Some data:
%%

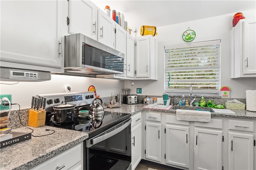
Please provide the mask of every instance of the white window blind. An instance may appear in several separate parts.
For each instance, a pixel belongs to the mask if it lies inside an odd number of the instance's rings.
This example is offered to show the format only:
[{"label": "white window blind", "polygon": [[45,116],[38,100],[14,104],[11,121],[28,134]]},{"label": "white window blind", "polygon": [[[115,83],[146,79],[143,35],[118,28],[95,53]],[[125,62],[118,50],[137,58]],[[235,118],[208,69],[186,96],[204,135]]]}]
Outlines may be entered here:
[{"label": "white window blind", "polygon": [[166,92],[220,90],[220,40],[166,46]]}]

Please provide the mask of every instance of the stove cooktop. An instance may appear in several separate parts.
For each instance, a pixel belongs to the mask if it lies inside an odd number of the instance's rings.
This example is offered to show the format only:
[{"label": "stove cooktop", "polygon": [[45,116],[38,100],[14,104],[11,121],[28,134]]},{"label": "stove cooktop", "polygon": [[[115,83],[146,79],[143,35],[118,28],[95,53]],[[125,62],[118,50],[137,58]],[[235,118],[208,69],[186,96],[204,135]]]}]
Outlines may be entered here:
[{"label": "stove cooktop", "polygon": [[50,122],[46,123],[46,125],[85,132],[89,134],[89,138],[90,138],[129,119],[131,115],[130,113],[124,114],[105,111],[103,119],[99,123],[94,122],[93,124],[91,124],[92,118],[86,117],[85,118],[82,118],[78,115],[76,115],[74,122],[57,125]]}]

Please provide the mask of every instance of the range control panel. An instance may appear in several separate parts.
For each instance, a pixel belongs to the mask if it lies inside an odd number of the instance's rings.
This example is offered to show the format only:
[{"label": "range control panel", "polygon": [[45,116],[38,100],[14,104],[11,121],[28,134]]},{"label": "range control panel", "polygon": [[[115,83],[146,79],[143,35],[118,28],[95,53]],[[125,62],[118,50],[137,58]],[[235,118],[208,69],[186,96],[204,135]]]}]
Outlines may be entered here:
[{"label": "range control panel", "polygon": [[46,98],[45,110],[52,110],[52,106],[61,104],[64,101],[67,104],[76,105],[76,106],[90,104],[95,98],[94,92],[70,92],[39,94],[37,96]]}]

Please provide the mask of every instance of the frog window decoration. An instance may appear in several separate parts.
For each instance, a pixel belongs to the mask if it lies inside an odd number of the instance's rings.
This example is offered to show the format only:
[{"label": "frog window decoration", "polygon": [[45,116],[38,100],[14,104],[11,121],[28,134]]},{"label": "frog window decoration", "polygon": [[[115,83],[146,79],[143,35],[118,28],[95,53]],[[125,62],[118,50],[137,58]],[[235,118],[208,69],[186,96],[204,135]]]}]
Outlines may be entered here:
[{"label": "frog window decoration", "polygon": [[192,29],[188,29],[182,34],[182,39],[186,42],[191,42],[196,37],[196,32]]}]

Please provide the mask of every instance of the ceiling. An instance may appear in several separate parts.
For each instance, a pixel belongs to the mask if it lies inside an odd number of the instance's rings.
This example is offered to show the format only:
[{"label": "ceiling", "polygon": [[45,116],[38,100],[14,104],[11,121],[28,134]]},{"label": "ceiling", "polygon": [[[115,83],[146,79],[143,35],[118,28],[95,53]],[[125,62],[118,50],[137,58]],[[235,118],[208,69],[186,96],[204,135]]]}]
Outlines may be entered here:
[{"label": "ceiling", "polygon": [[[91,0],[100,9],[110,6],[124,15],[128,27],[139,30],[141,25],[159,27],[189,21],[255,10],[256,1]],[[246,16],[244,16],[246,18]]]}]

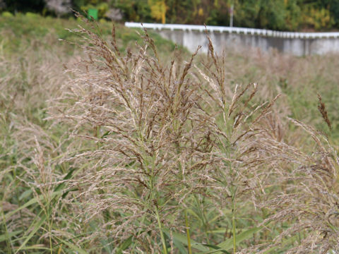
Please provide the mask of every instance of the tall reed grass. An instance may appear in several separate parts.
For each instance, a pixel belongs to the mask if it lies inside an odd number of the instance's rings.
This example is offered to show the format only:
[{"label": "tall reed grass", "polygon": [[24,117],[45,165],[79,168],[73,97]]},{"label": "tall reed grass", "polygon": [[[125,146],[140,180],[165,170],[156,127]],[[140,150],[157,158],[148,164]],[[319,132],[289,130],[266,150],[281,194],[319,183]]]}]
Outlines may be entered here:
[{"label": "tall reed grass", "polygon": [[41,82],[63,79],[43,120],[1,106],[4,253],[338,250],[335,147],[287,117],[279,89],[232,82],[210,40],[185,61],[146,30],[121,52],[114,28],[110,42],[92,28],[72,30],[82,53]]}]

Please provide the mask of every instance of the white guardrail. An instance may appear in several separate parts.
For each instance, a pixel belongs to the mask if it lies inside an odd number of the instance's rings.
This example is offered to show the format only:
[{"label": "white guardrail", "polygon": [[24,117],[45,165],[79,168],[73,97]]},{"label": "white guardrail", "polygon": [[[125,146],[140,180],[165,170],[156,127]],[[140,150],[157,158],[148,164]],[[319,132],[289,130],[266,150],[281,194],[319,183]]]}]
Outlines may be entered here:
[{"label": "white guardrail", "polygon": [[157,24],[157,23],[141,23],[133,22],[126,22],[127,28],[149,28],[154,30],[170,30],[184,31],[208,31],[227,33],[237,33],[251,35],[261,35],[267,37],[282,37],[282,38],[337,38],[339,37],[338,32],[280,32],[266,29],[231,28],[214,25],[179,25],[179,24]]}]

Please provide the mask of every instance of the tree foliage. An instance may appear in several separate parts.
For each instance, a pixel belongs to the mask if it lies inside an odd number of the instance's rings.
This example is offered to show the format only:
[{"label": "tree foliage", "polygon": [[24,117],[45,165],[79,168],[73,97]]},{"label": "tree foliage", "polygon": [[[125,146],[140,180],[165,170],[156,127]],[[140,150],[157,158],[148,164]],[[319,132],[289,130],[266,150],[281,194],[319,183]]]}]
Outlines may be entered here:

%%

Reproduce all of the data above word for word, omitting the pictures.

Please provide the mask of every instance of the white window blind. An instance may appear in several separate parts.
For each instance, a pixel belongs to the mask if it lies inside an odd number of the instance's rings.
This example is offered to show the format only:
[{"label": "white window blind", "polygon": [[45,116],[38,100],[14,104],[11,121],[28,134]]},{"label": "white window blind", "polygon": [[[115,83],[146,79],[143,35],[118,28],[95,53]],[[125,62],[118,50],[137,58]],[[235,118],[208,69],[186,96],[204,135]]]}]
Outlines may be entered here:
[{"label": "white window blind", "polygon": [[166,92],[220,90],[220,40],[166,46]]}]

Please provide the mask of every instance of the stove cooktop. An instance may appear in several separate parts.
For each instance, a pixel belongs to the mask if it lies inside an odd number of the instance's rings.
This example is offered to show the format only:
[{"label": "stove cooktop", "polygon": [[45,116],[38,100],[14,104],[11,121],[28,134]]},{"label": "stove cooktop", "polygon": [[[115,83],[146,79],[143,35],[118,28],[95,53]],[[125,62],[118,50],[137,58]],[[235,118],[208,69],[186,96],[204,135]]]}]
Outlines may be entered here:
[{"label": "stove cooktop", "polygon": [[50,122],[46,123],[46,125],[85,132],[89,134],[89,138],[90,138],[129,119],[131,115],[130,113],[124,114],[105,111],[103,119],[99,123],[94,122],[93,124],[91,124],[92,118],[86,117],[85,118],[82,118],[78,115],[76,115],[74,122],[57,125]]}]

Please provide the mask of every instance of the range control panel. An instance may appear in several separate parts.
For each instance, a pixel belongs to the mask if it lies inside an odd number of the instance's rings.
This example is offered to show the format only:
[{"label": "range control panel", "polygon": [[45,116],[38,100],[14,104],[11,121],[28,134]]},{"label": "range control panel", "polygon": [[[115,83],[146,79],[143,35],[118,28],[95,53]],[[125,62],[118,50],[137,58]],[[235,118],[208,69],[186,96],[204,135]]]}]
Outlines may be entered here:
[{"label": "range control panel", "polygon": [[46,98],[45,110],[52,110],[52,106],[61,104],[64,101],[67,104],[76,105],[76,106],[90,104],[95,98],[94,92],[70,92],[39,94],[37,96]]}]

Please provide the mask of every instance of the frog window decoration. An instance may appear in several separate parts.
For each instance, a pixel belongs to the mask if it lies inside an odd number of the instance's rings.
This example is offered to show the format only:
[{"label": "frog window decoration", "polygon": [[45,116],[38,100],[14,104],[11,121],[28,134]]},{"label": "frog window decoration", "polygon": [[[115,83],[146,79],[143,35],[118,28],[95,53]],[[125,62],[118,50],[137,58]],[[235,118],[208,69],[186,96],[204,135]]]}]
Outlines may be entered here:
[{"label": "frog window decoration", "polygon": [[192,29],[188,29],[182,34],[182,39],[186,42],[191,42],[196,37],[196,32]]}]

Please provide the mask of every instance of the ceiling. An instance may appear in several separate parts.
For each instance, a pixel belongs to the mask if it lies inside an odd number of the instance's rings.
This example is offered to show the format only:
[{"label": "ceiling", "polygon": [[45,116],[38,100],[14,104],[11,121],[28,134]]},{"label": "ceiling", "polygon": [[[115,83],[146,79],[143,35],[118,28],[95,53]],[[125,62],[118,50],[137,58]],[[235,118],[208,69],[186,96],[204,135]]]}]
Outlines may be entered here:
[{"label": "ceiling", "polygon": [[[91,0],[100,9],[110,6],[124,15],[128,27],[139,30],[141,25],[159,27],[189,21],[255,10],[256,1]],[[246,16],[244,16],[246,18]]]}]

Please provide the mask of every instance of the tall reed grass. An instance may appear in several separate parts.
For each instance, a pixel belongs to the mask if it lies inside an odd number of the instance's rings.
This example is offered to show the format only:
[{"label": "tall reed grass", "polygon": [[24,117],[45,165],[79,168],[73,97]]},{"label": "tall reed grass", "polygon": [[[125,146],[140,180],[165,170],[156,127]],[[140,150],[157,158],[148,164]],[[319,132],[289,130],[266,150],[281,194],[319,183]]]}]
Outlines may be entered here:
[{"label": "tall reed grass", "polygon": [[41,82],[63,79],[43,120],[1,106],[4,253],[338,250],[335,147],[287,117],[279,89],[232,82],[210,40],[185,61],[146,30],[121,52],[114,28],[110,42],[92,28],[72,30],[82,53]]}]

Please provide the mask of every instance of the white guardrail. An instance may appear in several separate parts.
For each instance, a pixel belongs to the mask if it lies inside an odd number of the instance's rings.
This example is offered to show the format only:
[{"label": "white guardrail", "polygon": [[24,117],[45,165],[79,168],[73,97]]},{"label": "white guardrail", "polygon": [[[125,146],[140,180],[165,170],[156,127]],[[140,150],[157,158],[148,164]],[[319,132],[289,130],[266,150],[281,194],[319,183]]]}]
Outlines may be entered here:
[{"label": "white guardrail", "polygon": [[157,24],[157,23],[141,23],[133,22],[126,22],[127,28],[149,28],[154,30],[170,30],[184,31],[208,31],[227,33],[237,33],[251,35],[261,35],[267,37],[282,37],[282,38],[337,38],[339,37],[338,32],[280,32],[266,29],[231,28],[214,25],[179,25],[179,24]]}]

Please provide the mask of every instance of the tree foliage. An instance may appear in several separate parts.
For each instance, a pixel belongs to the mask if it lies inside an odd number of the instance's rings.
This example is offered to show the format only:
[{"label": "tree foliage", "polygon": [[24,117],[45,165],[79,168],[73,97]]},{"label": "tree foliage", "polygon": [[[125,146],[140,180],[165,170],[156,127]],[[140,150],[157,158],[148,164]],[[319,132],[289,130],[266,150],[281,194],[319,183]]]}]
Outlines may be entered here:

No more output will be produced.